> [TRY IT]: What do the lines say from the one containing "find: blue sky" to the end of the records? Restate them word for word, and only those.

BEGIN INFORMATION SHOWN

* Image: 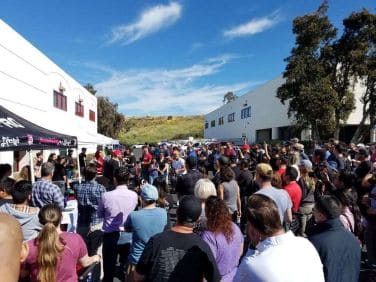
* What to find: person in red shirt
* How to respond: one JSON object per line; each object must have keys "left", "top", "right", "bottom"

{"left": 283, "top": 166, "right": 302, "bottom": 213}
{"left": 141, "top": 146, "right": 153, "bottom": 182}
{"left": 224, "top": 142, "right": 237, "bottom": 158}
{"left": 95, "top": 149, "right": 104, "bottom": 175}
{"left": 276, "top": 157, "right": 288, "bottom": 178}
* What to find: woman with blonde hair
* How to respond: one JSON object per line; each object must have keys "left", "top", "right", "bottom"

{"left": 288, "top": 151, "right": 301, "bottom": 181}
{"left": 194, "top": 178, "right": 217, "bottom": 227}
{"left": 297, "top": 160, "right": 316, "bottom": 237}
{"left": 22, "top": 204, "right": 100, "bottom": 282}
{"left": 15, "top": 165, "right": 31, "bottom": 182}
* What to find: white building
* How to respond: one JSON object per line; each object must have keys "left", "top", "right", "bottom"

{"left": 204, "top": 76, "right": 366, "bottom": 144}
{"left": 0, "top": 20, "right": 116, "bottom": 170}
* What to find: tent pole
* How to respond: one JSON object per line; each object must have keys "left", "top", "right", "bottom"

{"left": 28, "top": 149, "right": 35, "bottom": 184}
{"left": 76, "top": 148, "right": 81, "bottom": 184}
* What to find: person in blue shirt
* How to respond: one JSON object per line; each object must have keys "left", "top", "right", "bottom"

{"left": 124, "top": 184, "right": 168, "bottom": 280}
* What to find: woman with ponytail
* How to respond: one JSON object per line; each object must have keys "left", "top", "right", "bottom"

{"left": 23, "top": 204, "right": 100, "bottom": 282}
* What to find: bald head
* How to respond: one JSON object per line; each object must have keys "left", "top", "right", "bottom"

{"left": 0, "top": 213, "right": 28, "bottom": 281}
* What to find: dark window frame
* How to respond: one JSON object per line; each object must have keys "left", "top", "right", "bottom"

{"left": 241, "top": 106, "right": 251, "bottom": 119}
{"left": 53, "top": 90, "right": 67, "bottom": 111}
{"left": 89, "top": 110, "right": 96, "bottom": 122}
{"left": 228, "top": 112, "right": 235, "bottom": 122}
{"left": 75, "top": 102, "right": 84, "bottom": 117}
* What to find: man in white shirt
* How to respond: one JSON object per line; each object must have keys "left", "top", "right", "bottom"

{"left": 171, "top": 150, "right": 186, "bottom": 175}
{"left": 234, "top": 193, "right": 324, "bottom": 282}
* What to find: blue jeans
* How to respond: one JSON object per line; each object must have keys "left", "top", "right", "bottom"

{"left": 65, "top": 169, "right": 74, "bottom": 179}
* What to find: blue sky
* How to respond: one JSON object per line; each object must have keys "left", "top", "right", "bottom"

END INFORMATION SHOWN

> [EXERCISE RESPONSE]:
* What to find: blue sky
* How to respond: one JSON object per line; each object must have keys "left", "top", "right", "bottom"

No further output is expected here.